# [Tasks for this exercise]
(A) List the column names shown in the dataset preview of the English to Marathi translation notebook.
(B) Answer these questions about the English to Marathi translation notebook:
(i) Which CSV file is loaded into the dataset?
(ii) What is the title of section 1?
(iii) Under what short name is numpy imported?
(C) Extend the English to Marathi translation notebook beyond the last row of its dataset preview.

# English to Marathi Neural Machine Translation

## 1. Tokenizer & Dataset Utilities

In [1]:
import pandas as pd
import numpy as np

In [2]:
dataset = pd.read_csv("samantar_dataset.csv")

In [3]:
dataset.head()

Unnamed: 0,src,tgt
0,Political suggestions,राजकीय पक्षांच्या सूचना
1,He said this in a public meeting.,यावेळी सभेत बोलताना त्यांनी ही घोषणा केली.
2,Few close friends and family members attended ...,तसेच त्यांच्या लग्नासोहळ्यासाठी काही नातेवाईक ...
3,Supreme Court closes a contempt plea filed by ...,‘चौकीदार चोर है’ या राहुल गांधी याच्या वक्तव्य...
4,The growth of our economy depends on PSBs abil...,सार्वजनिक क्षेत्रातील बँकांची बाजारात वित्त पु...

# [Raw data]
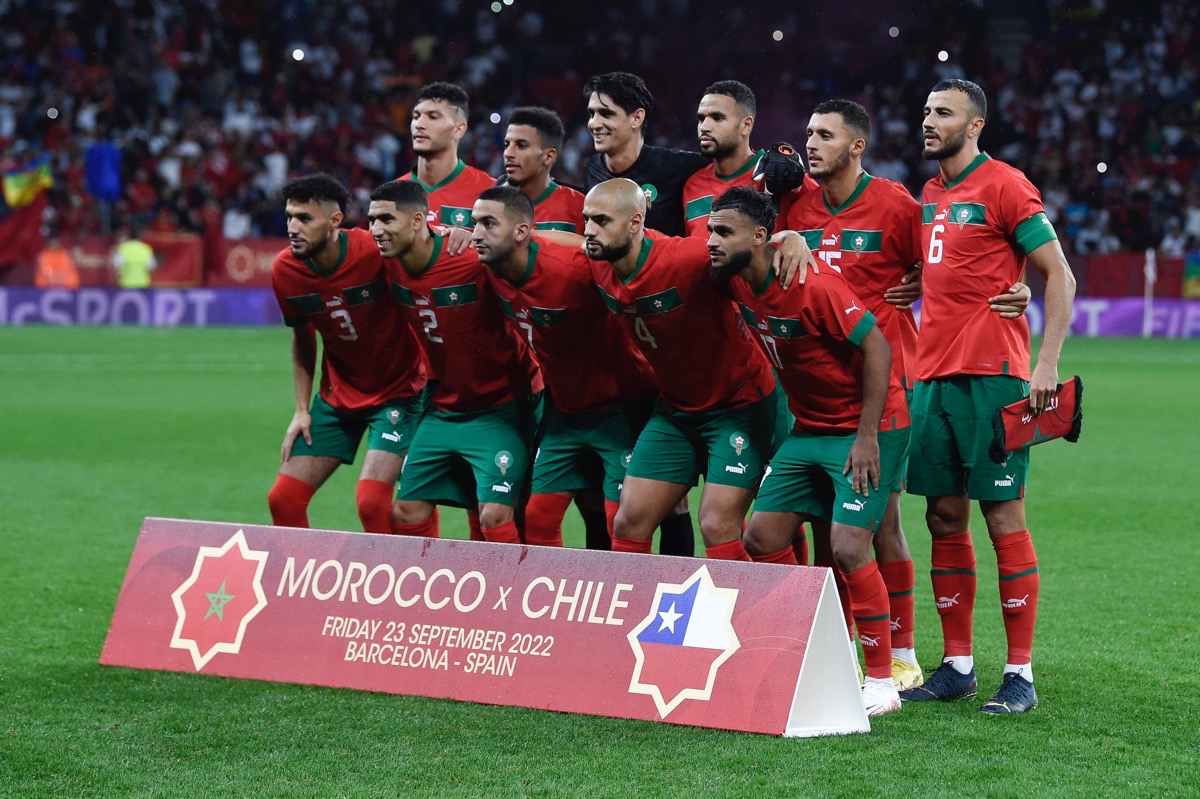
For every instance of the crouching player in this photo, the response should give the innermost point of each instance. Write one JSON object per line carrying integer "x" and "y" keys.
{"x": 843, "y": 457}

# [Responses for each task]
(A)
Unnamed: 0
src
tgt

(B)
(i) samantar_dataset.csv
(ii) Tokenizer & Dataset Utilities
(iii) np

(C)
In [4]:
import sentencepiece as spm

In [6]:
with open("smp_input.txt", "w", encoding="utf-8") as f:
    for en, mr in zip(dataset["src"], dataset["tgt"]):
        f.write(en.strip() + "\n")
        f.write(mr.strip() + "\n")

In [7]:
import sentencepiece as spm

spm.SentencePieceTrainer.train(
    input="smp_input.txt",
    model_prefix="en_mr_unigram",
    vocab_size=32000,                 # recommended
    model_type="unigram",             # important
    character_coverage=0.9995,        # important for Marathi
    pad_id=0,
    unk_id=1,
    bos_id=2,
    eos_id=3
)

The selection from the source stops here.